» Exercise description:
Write out, without any change, the part of the listing that opens with the line containing "Target: man's dark suit" and runs through the end of the listing.

Pointing records
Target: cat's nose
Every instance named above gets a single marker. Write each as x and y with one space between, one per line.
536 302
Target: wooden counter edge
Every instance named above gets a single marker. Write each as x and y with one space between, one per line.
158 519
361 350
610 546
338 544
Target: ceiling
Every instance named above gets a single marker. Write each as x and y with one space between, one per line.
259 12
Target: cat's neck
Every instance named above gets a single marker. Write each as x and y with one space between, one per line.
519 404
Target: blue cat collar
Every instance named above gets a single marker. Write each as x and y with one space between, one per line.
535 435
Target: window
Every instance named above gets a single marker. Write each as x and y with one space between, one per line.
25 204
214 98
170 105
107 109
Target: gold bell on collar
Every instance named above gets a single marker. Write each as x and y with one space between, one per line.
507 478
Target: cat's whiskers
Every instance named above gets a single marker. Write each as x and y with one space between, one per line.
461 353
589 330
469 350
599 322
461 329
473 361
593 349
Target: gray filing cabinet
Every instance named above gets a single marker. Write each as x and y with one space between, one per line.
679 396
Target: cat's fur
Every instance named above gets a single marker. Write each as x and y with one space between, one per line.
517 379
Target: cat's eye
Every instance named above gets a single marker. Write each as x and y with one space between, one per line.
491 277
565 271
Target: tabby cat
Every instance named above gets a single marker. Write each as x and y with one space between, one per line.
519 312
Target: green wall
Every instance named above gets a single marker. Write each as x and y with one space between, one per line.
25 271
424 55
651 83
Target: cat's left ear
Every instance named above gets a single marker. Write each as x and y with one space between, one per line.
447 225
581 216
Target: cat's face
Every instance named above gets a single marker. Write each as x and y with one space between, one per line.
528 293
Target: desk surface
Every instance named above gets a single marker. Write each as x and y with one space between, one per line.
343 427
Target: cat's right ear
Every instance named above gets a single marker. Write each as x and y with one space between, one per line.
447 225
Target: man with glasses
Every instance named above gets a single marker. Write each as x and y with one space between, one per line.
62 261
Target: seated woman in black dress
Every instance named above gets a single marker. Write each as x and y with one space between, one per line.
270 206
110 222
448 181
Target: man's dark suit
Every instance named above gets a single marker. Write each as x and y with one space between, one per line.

» Written solution:
Target: man's dark suit
Every instance named above gets a single marker. Write each as x and y with one space between, one per line.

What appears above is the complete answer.